→ Problem description: Change "stone wall" to "brick wall" in the lines from the line with "roof ridge, farthest" up to and including the line with "x=361 y=180", and give back only those lines with nothing else altered.

→ Dataset excerpts on object pointing:
# # #

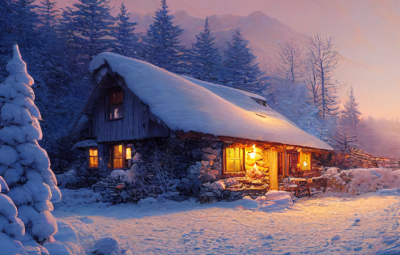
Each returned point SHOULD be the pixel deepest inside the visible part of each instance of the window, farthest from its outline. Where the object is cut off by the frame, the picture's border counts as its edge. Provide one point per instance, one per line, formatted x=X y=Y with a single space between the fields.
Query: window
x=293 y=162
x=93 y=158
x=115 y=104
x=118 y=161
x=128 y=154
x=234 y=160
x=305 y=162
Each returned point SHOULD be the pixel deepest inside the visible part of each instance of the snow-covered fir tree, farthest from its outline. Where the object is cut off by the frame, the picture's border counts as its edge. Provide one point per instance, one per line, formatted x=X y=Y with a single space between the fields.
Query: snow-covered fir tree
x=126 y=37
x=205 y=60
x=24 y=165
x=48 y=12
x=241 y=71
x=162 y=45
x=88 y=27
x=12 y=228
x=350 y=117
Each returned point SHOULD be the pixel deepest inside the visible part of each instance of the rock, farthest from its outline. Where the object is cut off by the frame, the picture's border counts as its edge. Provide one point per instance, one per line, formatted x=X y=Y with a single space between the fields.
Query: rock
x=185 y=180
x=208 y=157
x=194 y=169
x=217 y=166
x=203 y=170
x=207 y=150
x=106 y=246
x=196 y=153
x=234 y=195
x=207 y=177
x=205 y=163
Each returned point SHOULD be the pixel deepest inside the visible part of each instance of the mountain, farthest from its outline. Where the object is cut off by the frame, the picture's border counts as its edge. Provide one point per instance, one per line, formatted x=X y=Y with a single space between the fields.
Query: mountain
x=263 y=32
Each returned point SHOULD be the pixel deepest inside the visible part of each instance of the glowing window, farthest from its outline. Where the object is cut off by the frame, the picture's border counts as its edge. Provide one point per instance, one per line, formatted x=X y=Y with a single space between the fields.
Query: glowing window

# # #

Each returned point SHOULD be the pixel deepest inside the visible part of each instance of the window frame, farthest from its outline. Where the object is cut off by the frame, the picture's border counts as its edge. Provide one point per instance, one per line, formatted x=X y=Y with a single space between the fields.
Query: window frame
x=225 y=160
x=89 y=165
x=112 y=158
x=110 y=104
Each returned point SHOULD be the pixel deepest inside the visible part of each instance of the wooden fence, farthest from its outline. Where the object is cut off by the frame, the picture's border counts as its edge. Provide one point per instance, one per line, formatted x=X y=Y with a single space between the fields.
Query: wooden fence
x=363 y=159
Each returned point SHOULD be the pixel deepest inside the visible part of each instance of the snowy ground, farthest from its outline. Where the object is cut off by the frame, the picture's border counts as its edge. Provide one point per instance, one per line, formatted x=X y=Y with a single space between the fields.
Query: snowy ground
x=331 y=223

# # #

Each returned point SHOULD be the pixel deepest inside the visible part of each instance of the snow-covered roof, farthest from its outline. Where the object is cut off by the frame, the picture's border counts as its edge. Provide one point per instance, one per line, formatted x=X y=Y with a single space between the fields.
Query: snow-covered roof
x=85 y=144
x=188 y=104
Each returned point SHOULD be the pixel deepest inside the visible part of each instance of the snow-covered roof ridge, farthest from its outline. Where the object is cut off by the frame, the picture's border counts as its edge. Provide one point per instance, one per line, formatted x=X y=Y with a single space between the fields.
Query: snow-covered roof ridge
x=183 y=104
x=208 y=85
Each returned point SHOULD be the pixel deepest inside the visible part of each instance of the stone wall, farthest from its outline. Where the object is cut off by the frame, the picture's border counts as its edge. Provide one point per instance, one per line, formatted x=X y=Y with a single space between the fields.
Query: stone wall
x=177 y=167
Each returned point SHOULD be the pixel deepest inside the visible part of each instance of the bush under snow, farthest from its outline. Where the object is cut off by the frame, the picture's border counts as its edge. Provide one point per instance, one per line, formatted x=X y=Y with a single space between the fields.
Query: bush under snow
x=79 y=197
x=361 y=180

# # #

→ Reply to the exercise:
Each returned point SHOULD be the pixel deepest inside the visible part of each instance of the snow-covered roof ridge, farthest from its outline. Where the object is cut off by the frame, the picture's border counts as its edge. Provide one point per instance, one per line, formatted x=X y=Y with a single space between the fields.
Query: snow-covered roof ridge
x=183 y=104
x=208 y=85
Each returned point SHOULD be the pixel deepest inside the visible part of each instance of the brick wall, farthest from its outline. Where the object is cut off by the frame, the picture's border counts as its edge. Provide one point per instance, one per line, formatted x=X y=Y with a single space between the fields.
Query: brick wall
x=177 y=167
Each returned point SHOULD be the pixel deepest inside the visible part of each instance of the bush under snow, farthest from its outline. Where the object is cut off by the frame, the picture's border counts as its edge. Provide one point per instance, one per line, formatted x=X y=Y with a single space between the fields.
Query: bush under snow
x=79 y=197
x=361 y=180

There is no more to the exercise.